## Your instructions
Which lines belong in your copy? Those from the start of the data through the line with "You are given a photograph. Your task: indicate the stack", exactly as written, without any pictures.

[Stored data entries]
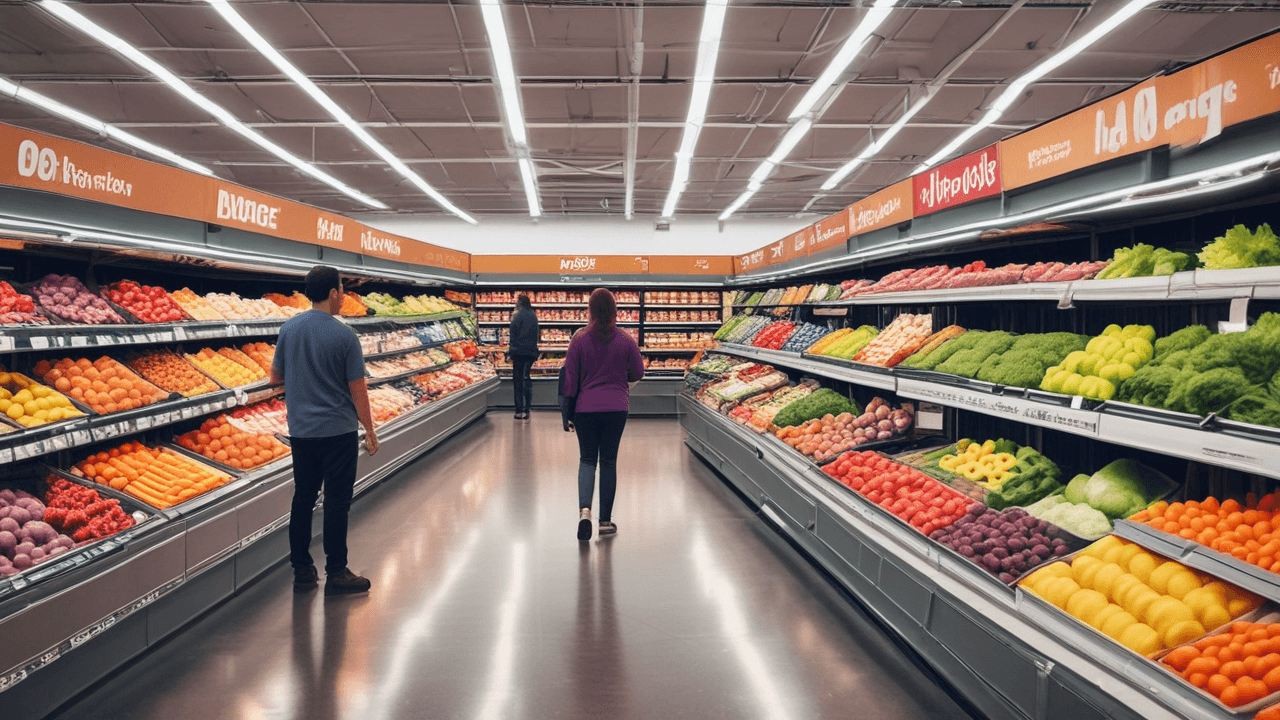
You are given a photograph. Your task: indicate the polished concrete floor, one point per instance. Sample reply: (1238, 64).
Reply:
(484, 605)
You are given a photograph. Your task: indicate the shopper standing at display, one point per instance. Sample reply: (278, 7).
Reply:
(524, 354)
(323, 368)
(602, 367)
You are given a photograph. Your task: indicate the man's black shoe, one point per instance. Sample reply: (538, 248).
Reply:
(346, 583)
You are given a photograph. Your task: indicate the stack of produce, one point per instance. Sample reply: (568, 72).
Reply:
(352, 306)
(172, 373)
(1249, 533)
(762, 418)
(1234, 374)
(828, 436)
(844, 343)
(263, 418)
(18, 309)
(234, 308)
(1143, 261)
(219, 440)
(195, 305)
(149, 304)
(903, 337)
(1138, 600)
(231, 372)
(1006, 543)
(775, 336)
(1248, 673)
(261, 354)
(67, 299)
(30, 404)
(1238, 247)
(1028, 359)
(804, 337)
(26, 538)
(160, 478)
(104, 384)
(81, 513)
(923, 502)
(1106, 361)
(289, 304)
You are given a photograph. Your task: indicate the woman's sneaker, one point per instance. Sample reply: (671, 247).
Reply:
(346, 583)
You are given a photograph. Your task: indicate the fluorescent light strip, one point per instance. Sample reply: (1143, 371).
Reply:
(800, 115)
(1048, 64)
(874, 147)
(508, 90)
(842, 59)
(80, 22)
(307, 86)
(97, 126)
(704, 76)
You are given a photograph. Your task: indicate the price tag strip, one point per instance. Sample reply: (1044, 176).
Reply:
(1068, 419)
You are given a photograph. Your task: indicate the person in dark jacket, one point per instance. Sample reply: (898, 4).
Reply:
(602, 367)
(524, 352)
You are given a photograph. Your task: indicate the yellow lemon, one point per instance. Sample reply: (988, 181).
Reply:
(1121, 586)
(1118, 623)
(1159, 580)
(1101, 616)
(1142, 564)
(1086, 604)
(1183, 583)
(1104, 578)
(1183, 633)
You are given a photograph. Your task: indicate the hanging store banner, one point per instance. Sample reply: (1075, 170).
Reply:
(964, 180)
(890, 206)
(1183, 109)
(690, 265)
(830, 232)
(40, 162)
(561, 264)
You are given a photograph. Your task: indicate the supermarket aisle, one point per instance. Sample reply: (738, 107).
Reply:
(484, 605)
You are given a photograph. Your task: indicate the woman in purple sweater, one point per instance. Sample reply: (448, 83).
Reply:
(602, 365)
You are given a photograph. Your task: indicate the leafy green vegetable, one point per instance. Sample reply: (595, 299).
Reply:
(1123, 488)
(1238, 247)
(821, 402)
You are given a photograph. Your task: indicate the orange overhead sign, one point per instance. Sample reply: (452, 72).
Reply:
(888, 206)
(1182, 109)
(690, 265)
(830, 232)
(51, 164)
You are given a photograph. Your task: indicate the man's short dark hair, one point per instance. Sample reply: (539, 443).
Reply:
(320, 281)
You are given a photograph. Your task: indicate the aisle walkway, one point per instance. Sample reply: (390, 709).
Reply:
(485, 606)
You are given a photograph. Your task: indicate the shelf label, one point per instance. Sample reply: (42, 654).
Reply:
(1074, 420)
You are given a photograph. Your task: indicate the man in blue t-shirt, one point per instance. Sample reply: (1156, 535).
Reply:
(319, 360)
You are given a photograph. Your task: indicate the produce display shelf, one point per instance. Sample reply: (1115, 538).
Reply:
(406, 374)
(1252, 578)
(137, 588)
(416, 347)
(1004, 656)
(81, 432)
(812, 365)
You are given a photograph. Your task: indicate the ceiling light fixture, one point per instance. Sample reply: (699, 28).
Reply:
(803, 114)
(97, 126)
(310, 87)
(704, 76)
(97, 32)
(1048, 64)
(508, 89)
(874, 147)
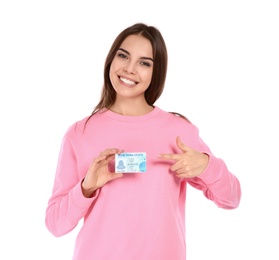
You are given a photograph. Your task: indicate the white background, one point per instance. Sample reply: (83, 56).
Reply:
(223, 75)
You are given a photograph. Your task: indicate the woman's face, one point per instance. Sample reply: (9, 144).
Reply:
(132, 67)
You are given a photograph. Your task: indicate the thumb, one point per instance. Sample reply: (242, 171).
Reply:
(184, 148)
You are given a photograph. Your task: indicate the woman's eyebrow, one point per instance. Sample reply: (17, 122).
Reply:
(145, 58)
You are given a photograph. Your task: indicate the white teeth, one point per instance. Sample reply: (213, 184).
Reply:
(129, 82)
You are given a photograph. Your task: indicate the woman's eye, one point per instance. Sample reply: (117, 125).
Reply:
(144, 63)
(122, 55)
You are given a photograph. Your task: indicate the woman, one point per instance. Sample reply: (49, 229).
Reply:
(134, 215)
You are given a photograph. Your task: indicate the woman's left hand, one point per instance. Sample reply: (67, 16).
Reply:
(190, 163)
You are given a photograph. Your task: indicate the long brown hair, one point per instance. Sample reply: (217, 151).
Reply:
(160, 61)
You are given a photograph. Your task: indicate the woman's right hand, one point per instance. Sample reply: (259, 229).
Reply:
(98, 173)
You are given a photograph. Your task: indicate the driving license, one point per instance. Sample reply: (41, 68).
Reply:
(130, 162)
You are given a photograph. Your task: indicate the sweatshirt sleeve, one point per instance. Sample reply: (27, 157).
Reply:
(67, 205)
(216, 182)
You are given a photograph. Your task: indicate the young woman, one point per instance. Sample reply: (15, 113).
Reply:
(139, 214)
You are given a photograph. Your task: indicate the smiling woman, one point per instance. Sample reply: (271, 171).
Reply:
(131, 74)
(139, 213)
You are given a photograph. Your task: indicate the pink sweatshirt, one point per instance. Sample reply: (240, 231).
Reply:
(142, 215)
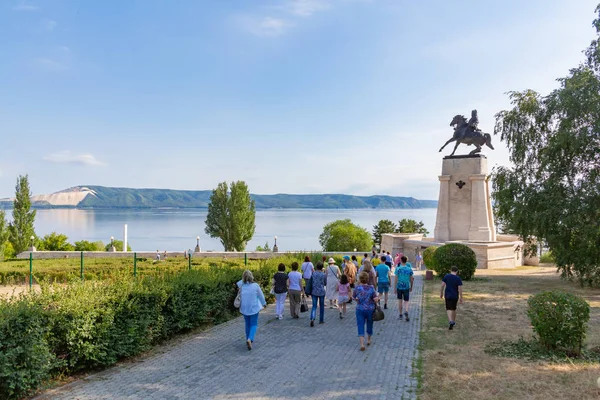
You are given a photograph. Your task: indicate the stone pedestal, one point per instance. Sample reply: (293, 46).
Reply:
(464, 205)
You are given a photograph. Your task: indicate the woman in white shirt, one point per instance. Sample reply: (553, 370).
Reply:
(252, 301)
(295, 290)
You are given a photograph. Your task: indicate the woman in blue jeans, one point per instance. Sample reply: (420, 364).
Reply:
(252, 301)
(318, 294)
(366, 297)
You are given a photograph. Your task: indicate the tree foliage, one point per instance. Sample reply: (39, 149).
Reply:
(55, 242)
(21, 227)
(263, 248)
(407, 225)
(84, 245)
(231, 215)
(343, 235)
(4, 243)
(383, 226)
(552, 191)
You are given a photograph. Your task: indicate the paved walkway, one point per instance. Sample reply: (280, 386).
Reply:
(290, 360)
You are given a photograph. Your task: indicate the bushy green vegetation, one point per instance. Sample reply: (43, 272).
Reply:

## Expected output
You are given a photograph. Your task: indicate the polished concrete floor, one point per instance. Sample reply: (1238, 64).
Reply:
(484, 605)
You are given a photograph. Your task: indicate the shopper standing at display, one point per instance. Sample reply: (278, 7).
Reply:
(524, 354)
(323, 368)
(602, 367)
You are given a photograph. Your task: indicate the man's black shoe, one point per instance. Sample reply: (538, 248).
Reply:
(346, 583)
You are given a photograph. Your task: indicate the stack of produce, one point per instance. Sample reply: (568, 72).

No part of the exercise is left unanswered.